**PASSAGE TO READ:**
########
CD of the Week: Bop Boys!


VARIOUS ARTISTS
"BOP BOYS!"
(Priority, 1998)

I've had several people ask me, the first time I've given them one of my mix CDs, how I manage to find all the artists and songs from outside the U.S. that I invariably include on them. That got me to thinking about how and where my appetite for these off-the-beaten-path music treasures was first triggered. Well, through careful forensic analysis, I've identified the source -- the "flashpoint", if you will -- of my seemingly insatiable hunger for imported rock and pop music. This, folks, is the CD that started it all.

"Bop Boys!" was a compilation put out by Priority Records in 1998, in conjunction with teen magazine "Bop". It was a shrewdly executed release -- the boyband phenomenon had just washed ashore in America (NSYNC's first album had been released here just three months earlier, and the Backstreet Boys' U.S. debut less than a year before), giving them a jump on any potential competition, plus most of the tracks on it were from albums that weren't commercially available in the United States (and to this day never have been). Consequently, the compilation's track listing has far fewer well-known artists and serves as a unique sampler of worldwide teen pop from an American perspective.

The most recognizable artist on the compilation, the Backstreet Boys, kick off the proceedings with a rarely-heard acoustic version of one of their early hits. Then, from the United States (98 Degrees, Aaron Carter, Imajin), to the UK (911, Peter Andre, Boyzone), to France (Worlds Apart, G Squad), the listener has plenty of fun hopping around the boy-pop globe. But it would be two unsuspecting tracks, nestled side-by-side in the middle of the disc, that would dazzle my ears and forever affect my attitudes toward music. It was this album that introduced me to the silky-smooth soul-glazed vocals of Kavana, and the enchantingly sophisticated pop mastery of Espen Lind, for the very first time.
########
**OBJECTIVE 1:** Collect every line of the listing that contains the word "label".
The music review and the listing have nothing to do with each other.

(Boundary annotation listing)
########
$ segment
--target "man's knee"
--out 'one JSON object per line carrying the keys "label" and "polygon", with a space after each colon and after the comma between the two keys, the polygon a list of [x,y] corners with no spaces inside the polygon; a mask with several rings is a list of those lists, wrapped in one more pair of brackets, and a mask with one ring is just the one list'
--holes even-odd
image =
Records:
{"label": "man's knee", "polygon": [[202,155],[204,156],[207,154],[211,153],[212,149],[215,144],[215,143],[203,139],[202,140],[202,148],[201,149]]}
########
**OBJECTIVE 2:** Pick up the review of the "Bop Boys!" CD and keep writing from its last sentence.

**RIGHT ANSWER 1:**
--out 'one JSON object per line carrying the keys "label" and "polygon", with a space after each colon and after the comma between the two keys, the polygon a list of [x,y] corners with no spaces inside the polygon; a mask with several rings is a list of those lists, wrapped in one more pair of brackets, and a mask with one ring is just the one list'
{"label": "man's knee", "polygon": [[202,155],[204,156],[207,154],[211,153],[212,149],[215,144],[215,143],[203,139],[202,140],[202,148],[201,149]]}

**RIGHT ANSWER 2:**
It could only be fate that this CD came along at the same time I was discovering eBay, and the wonderful ease with which it could be used to find obscure music from all corners of the world. Within weeks I had albums by both Kavana and Espen Lind, thoroughly loved them both, and was eagerly seeking out similar artists. I would occasionally even buy CDs from artists completely unknown to me, wondering what aural delights might be hiding under the cover art, and that undoubtedly expanded my appreciation for other kinds of music I might otherwise never have been motivated to try.

Sure, there have been plenty of duds along the way, but I shudder to think what my world would be like today without some of the truly outstanding albums I've added to my collection in the last decade. I fully suspect that a large percentage of them I found as either a direct or indirect result of my exposure to this compilation. I was a music fan before, but this CD was the key to unlocking a veritable floodgate of sounds that seemed unlike anything I had ever heard. Maybe this CD is nothing to some people, and maybe it didn't sell well when it first came out (prices on Amazon start at one cent), but it will always have a special sentimental value to me. Thank you, "Bop Boys!"

1 comment:

  1. Oh, how interesting! I really enjoyed reading this post and getting some insight into where your music taste grew from (well, where one expansion of it grew from).